**Text for analysis**
- Opening Delimiter -

Bovine adrenal cortex transformations of mitotane [1-(2-chlorophenyl)-1-(4-chlorophenyl)-2,2-dichloroethane; o, p′-DDD] and its p, p′- and m, p′-isomers

Abstract

The adrenalytic activity of mitotane ( o, p′-DDD) has made it useful in the treatment of adrenocortical carcinoma and Cushing's syndrome. In support of a study to develop mitotane analogs as more effective therapeutic agents and as a basis for understanding the toxicity of related compounds in the adrenals, the biotransformations of o, p′-DDD in adrenocortical homogenate preparations have been studied and compared with those of its m, p′- and p, p′-isomers. Aliphatic oxidation to the corresponding acetic acid derivative, o, p′-, m, p′- or p, p′-DDA, was the major transformation for all the preparations. In the comparisons of the DDD isomers, the order of both DDA formation and apparent covalent binding was o, p′- > m, p′- > p, p′-DDD. There was also evidence for α-hydroxylation at the benzylic carbon with subsequent loss of water to form ethylene derivatives. This was a minor pathway for o, p′-DDD, but was the major pathway for the other two isomers. Thus, while the total yields of metabolites of o, p′- and m, p′-DDD were similar and at least twice that of the p, p′-isomer, their distribution of metabolites differed significantly. The effects of the three isomers on cell growth and cortisol production with the human adrenocortical carcinoma cell line, NCI H-295, followed the same order as their DDA formation and tissue binding. It is proposed that hydroxylation by the adrenal cortex at the β-carbon leads to an adrenalytic effect, whereas hydroxylation at the α-carbon would represent an alternate deactivation pathway.

- Closing Delimiter -

Collected data entries
- Opening Delimiter -

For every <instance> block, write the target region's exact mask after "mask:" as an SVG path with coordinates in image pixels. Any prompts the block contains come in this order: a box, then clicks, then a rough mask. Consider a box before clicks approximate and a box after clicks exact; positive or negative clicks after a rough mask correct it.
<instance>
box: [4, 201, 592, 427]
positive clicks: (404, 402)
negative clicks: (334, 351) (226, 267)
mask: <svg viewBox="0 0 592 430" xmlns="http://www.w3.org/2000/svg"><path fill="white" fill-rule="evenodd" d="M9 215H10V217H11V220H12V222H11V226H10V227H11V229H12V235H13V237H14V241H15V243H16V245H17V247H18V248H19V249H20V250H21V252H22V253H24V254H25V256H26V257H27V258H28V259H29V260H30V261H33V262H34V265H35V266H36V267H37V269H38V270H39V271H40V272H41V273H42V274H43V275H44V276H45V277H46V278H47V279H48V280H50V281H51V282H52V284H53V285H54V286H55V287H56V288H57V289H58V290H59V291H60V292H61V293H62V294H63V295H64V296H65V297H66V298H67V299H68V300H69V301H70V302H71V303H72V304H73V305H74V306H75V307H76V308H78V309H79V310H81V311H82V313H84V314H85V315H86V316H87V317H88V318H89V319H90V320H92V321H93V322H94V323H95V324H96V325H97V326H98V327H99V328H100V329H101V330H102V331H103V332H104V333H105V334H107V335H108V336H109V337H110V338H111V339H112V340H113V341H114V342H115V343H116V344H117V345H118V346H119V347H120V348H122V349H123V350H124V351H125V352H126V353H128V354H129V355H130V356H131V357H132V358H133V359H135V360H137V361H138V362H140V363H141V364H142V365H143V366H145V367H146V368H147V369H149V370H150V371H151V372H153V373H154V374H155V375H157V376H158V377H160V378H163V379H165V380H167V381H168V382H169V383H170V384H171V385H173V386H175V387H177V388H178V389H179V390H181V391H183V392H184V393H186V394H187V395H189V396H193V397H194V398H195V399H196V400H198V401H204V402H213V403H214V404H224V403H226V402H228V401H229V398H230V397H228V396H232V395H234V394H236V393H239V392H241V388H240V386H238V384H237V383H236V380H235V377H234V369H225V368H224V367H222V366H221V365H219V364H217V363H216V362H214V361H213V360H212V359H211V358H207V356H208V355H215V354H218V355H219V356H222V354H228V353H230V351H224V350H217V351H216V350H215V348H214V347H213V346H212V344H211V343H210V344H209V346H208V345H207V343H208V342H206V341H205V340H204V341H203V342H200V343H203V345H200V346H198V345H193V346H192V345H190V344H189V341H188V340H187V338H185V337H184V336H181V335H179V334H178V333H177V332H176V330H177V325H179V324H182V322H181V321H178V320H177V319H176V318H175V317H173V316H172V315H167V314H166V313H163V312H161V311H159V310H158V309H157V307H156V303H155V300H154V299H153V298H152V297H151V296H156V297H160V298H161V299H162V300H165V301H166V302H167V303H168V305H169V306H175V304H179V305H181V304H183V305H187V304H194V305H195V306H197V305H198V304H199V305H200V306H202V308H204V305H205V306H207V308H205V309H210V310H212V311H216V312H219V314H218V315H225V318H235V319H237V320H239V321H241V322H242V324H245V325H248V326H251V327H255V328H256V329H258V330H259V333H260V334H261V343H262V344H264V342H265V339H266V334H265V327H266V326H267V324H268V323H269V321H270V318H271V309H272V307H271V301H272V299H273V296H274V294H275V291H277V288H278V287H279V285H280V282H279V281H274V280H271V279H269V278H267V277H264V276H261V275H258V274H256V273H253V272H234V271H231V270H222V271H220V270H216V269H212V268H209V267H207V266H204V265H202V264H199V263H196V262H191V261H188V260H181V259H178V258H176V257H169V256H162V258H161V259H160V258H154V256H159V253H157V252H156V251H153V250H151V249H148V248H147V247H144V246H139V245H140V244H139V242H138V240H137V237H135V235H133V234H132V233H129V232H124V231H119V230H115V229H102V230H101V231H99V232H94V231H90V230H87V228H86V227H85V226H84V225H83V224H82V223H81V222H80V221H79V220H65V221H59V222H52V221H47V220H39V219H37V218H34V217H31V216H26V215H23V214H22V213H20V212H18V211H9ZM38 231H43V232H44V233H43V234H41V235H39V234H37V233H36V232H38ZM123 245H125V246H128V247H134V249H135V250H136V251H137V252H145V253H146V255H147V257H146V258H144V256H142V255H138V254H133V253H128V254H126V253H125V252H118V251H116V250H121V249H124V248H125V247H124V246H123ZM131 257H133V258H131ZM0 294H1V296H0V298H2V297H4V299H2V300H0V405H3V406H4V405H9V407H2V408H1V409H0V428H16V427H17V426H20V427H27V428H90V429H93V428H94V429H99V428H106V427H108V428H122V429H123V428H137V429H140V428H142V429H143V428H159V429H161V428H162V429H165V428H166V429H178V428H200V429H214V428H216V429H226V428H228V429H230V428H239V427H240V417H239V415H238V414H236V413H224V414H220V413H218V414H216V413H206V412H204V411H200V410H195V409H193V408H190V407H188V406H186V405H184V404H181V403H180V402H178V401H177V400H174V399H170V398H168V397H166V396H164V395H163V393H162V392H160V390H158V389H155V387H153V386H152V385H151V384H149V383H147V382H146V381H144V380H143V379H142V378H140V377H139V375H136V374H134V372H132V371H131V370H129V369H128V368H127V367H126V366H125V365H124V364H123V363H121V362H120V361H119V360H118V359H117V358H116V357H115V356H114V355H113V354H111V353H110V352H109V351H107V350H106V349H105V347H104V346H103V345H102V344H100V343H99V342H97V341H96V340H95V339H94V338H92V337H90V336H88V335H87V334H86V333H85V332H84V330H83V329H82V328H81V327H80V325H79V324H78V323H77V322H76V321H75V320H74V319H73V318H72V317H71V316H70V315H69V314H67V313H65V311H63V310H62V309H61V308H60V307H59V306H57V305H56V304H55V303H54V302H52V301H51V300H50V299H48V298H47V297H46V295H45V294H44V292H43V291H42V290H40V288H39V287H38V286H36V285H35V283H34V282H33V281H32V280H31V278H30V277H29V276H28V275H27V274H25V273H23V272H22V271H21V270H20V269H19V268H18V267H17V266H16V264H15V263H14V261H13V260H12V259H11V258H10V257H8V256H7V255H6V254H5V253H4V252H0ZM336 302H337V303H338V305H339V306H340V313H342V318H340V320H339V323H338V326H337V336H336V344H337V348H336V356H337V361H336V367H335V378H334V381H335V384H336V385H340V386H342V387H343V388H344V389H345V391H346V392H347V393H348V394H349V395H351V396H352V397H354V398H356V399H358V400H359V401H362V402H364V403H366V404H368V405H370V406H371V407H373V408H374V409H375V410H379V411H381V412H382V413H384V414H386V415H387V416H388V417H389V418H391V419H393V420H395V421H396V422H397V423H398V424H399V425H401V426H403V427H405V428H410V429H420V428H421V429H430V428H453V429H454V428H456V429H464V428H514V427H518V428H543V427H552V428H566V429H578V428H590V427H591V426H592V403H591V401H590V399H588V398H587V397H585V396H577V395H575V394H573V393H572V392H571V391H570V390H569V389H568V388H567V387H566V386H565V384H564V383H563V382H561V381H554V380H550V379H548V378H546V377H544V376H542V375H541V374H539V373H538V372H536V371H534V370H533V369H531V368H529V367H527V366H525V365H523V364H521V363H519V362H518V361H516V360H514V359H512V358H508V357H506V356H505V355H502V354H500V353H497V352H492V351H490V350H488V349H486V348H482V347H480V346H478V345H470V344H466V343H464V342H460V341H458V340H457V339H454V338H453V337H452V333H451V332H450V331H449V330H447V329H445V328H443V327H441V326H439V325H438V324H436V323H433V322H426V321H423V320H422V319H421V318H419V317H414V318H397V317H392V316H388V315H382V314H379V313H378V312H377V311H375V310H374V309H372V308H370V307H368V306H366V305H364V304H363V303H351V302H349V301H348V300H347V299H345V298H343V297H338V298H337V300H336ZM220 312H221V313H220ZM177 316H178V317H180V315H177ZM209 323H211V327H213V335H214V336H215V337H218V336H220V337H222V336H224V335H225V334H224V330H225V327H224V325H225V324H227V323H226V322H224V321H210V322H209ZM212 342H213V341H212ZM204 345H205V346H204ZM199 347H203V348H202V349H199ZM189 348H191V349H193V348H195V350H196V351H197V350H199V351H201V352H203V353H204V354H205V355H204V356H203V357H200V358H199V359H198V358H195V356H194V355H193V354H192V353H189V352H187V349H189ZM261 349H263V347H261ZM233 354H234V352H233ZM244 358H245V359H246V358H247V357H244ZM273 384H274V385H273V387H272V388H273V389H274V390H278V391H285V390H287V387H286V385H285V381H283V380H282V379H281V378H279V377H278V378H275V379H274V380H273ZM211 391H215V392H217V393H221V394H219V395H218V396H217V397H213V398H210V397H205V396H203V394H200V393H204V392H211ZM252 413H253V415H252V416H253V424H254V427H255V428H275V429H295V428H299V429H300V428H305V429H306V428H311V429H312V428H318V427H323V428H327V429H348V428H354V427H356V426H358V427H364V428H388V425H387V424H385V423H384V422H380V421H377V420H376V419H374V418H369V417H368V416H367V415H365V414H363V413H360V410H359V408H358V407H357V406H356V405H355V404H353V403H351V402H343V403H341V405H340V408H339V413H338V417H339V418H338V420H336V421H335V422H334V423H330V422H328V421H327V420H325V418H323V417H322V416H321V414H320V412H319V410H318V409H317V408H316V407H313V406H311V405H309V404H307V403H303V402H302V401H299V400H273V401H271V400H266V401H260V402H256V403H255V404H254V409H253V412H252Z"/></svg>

- Closing Delimiter -

**Task objective**
Answer these questions about the abstract on mitotane transformations:
(a) What was the major transformation for all the preparations?
(b) Which human cell line was used to measure effects on cell growth and cortisol production?
(c) What is hydroxylation at the α-carbon proposed to represent?

**Solution to the problem**
(a) Aliphatic oxidation to the corresponding acetic acid derivative, o, p′-, m, p′- or p, p′-DDA.
(b) The human adrenocortical carcinoma cell line NCI H-295.
(c) An alternate deactivation pathway.